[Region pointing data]
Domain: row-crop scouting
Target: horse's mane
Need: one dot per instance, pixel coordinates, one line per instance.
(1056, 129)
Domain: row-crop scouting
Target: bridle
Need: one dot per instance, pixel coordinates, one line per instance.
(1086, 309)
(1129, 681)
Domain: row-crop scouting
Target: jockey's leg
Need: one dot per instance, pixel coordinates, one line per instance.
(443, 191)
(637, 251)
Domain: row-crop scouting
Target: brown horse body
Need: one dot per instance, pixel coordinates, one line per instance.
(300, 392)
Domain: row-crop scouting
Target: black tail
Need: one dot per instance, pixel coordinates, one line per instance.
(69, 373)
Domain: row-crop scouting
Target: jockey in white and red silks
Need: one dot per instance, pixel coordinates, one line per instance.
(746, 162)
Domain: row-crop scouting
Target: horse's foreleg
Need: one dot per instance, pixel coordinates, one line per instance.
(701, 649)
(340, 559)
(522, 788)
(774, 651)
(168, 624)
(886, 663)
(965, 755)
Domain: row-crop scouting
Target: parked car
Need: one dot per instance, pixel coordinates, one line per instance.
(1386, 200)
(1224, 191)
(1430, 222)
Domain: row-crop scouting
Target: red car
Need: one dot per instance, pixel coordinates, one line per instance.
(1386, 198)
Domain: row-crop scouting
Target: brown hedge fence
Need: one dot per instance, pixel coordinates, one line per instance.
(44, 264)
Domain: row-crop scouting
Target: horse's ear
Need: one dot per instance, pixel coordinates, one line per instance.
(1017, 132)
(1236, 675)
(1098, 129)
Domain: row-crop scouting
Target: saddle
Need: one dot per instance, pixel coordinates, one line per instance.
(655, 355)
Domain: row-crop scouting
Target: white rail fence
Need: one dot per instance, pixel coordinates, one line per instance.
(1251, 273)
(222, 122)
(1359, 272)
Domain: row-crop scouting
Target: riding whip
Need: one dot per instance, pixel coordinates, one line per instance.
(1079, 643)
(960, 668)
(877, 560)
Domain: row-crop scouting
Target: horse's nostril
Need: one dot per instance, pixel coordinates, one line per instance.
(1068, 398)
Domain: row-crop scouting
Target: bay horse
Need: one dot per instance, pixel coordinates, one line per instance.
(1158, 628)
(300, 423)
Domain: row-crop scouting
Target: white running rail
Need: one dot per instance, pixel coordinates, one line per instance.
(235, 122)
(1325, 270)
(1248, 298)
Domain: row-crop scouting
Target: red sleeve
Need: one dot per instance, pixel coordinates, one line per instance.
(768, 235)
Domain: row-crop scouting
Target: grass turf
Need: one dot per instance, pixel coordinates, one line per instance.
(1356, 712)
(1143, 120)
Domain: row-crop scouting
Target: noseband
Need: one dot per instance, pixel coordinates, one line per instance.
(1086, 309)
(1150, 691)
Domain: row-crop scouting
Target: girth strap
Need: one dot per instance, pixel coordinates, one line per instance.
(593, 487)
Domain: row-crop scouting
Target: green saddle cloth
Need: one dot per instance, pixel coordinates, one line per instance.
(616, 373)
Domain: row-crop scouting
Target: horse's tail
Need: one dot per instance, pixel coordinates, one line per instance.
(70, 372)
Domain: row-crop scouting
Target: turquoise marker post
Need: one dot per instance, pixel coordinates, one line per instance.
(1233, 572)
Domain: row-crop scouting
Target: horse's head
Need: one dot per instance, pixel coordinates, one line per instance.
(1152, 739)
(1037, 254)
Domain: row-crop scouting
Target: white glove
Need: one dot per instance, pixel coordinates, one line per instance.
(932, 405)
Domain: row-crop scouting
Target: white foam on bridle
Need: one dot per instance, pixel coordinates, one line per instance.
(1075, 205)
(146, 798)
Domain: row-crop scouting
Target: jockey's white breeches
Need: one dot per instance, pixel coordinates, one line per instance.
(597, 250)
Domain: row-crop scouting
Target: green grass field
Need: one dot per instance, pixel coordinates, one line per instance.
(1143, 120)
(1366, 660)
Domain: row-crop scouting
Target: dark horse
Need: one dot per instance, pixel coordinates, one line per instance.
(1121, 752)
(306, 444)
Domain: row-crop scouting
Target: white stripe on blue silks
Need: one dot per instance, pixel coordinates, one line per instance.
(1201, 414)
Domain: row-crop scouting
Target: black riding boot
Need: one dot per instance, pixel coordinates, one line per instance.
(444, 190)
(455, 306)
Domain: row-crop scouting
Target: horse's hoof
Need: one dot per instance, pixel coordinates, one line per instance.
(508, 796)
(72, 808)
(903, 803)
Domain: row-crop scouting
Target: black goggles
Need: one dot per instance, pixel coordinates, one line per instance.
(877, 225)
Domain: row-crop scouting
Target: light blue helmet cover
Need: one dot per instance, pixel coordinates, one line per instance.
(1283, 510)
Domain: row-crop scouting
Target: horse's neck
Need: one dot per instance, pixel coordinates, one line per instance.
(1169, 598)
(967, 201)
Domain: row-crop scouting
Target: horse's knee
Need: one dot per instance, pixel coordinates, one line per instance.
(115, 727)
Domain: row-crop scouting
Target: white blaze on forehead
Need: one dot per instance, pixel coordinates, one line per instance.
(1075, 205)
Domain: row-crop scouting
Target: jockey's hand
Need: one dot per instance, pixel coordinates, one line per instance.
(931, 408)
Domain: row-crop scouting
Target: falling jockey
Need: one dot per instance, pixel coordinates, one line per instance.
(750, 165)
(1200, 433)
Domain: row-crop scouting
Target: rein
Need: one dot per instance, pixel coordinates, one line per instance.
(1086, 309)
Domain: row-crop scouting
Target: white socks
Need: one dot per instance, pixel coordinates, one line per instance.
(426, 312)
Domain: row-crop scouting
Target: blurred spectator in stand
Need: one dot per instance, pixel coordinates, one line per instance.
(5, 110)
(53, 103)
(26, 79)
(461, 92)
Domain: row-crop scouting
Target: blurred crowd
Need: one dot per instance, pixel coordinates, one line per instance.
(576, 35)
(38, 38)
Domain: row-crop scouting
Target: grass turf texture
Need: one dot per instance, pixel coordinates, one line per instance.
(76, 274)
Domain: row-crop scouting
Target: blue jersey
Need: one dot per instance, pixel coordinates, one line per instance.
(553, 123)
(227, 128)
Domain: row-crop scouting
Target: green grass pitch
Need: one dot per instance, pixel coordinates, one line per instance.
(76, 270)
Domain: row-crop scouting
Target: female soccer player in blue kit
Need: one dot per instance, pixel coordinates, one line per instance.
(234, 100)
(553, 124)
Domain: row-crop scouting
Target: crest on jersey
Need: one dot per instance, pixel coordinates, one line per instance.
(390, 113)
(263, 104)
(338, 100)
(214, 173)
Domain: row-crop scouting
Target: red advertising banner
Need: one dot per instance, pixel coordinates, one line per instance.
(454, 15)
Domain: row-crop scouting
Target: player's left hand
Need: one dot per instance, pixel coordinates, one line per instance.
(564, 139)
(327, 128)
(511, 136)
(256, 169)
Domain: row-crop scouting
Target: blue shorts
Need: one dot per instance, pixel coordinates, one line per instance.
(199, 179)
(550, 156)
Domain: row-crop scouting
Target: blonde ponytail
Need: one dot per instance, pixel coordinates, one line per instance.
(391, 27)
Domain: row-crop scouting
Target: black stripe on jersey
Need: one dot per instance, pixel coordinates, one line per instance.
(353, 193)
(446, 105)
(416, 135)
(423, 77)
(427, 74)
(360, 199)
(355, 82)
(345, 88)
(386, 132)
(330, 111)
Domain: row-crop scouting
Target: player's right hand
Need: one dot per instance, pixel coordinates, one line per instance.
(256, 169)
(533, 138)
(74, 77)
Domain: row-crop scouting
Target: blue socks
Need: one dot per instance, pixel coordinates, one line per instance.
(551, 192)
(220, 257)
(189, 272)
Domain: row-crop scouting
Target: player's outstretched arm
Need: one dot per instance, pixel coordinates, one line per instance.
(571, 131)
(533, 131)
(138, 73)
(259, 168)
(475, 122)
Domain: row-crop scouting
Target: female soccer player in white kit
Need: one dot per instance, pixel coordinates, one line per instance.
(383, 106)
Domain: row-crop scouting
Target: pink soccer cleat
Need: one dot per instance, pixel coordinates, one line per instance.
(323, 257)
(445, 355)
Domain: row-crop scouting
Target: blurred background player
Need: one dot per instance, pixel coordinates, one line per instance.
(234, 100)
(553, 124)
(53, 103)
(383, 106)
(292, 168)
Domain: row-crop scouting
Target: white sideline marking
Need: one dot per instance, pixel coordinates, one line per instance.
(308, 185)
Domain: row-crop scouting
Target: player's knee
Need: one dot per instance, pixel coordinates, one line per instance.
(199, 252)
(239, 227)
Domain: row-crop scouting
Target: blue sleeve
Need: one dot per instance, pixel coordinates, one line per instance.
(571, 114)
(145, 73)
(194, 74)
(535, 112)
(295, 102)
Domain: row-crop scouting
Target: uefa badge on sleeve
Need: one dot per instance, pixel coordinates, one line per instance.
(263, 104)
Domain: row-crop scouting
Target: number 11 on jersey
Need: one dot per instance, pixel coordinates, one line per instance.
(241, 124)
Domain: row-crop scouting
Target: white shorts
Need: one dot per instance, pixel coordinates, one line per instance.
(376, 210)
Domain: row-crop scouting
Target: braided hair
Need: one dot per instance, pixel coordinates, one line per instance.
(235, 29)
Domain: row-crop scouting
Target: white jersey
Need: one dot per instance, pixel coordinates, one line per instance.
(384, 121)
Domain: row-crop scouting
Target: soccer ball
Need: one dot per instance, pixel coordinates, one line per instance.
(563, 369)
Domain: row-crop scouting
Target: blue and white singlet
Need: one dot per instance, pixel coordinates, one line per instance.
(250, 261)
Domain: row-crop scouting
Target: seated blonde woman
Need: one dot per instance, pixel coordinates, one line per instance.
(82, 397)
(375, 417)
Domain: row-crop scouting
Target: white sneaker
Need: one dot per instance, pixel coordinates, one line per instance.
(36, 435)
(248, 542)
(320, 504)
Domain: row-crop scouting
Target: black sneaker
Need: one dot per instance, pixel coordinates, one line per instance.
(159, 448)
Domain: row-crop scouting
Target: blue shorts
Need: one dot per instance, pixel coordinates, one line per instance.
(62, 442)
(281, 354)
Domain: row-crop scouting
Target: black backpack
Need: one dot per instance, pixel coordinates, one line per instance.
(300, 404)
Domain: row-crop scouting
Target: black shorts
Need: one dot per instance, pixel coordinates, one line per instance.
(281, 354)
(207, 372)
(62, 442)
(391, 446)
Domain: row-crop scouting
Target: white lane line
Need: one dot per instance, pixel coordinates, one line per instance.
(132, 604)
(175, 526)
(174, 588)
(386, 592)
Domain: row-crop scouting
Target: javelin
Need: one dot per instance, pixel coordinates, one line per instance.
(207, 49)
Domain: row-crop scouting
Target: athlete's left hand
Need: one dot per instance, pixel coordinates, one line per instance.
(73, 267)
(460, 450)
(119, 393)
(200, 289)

[WHAT NEEDS TO BE DONE]
Every line of the entries above that includes "blurred" should be copied.

[RESPONSE TO THIS TASK]
Target: blurred spectator in stand
Target: blurred crowd
Target: blurred background player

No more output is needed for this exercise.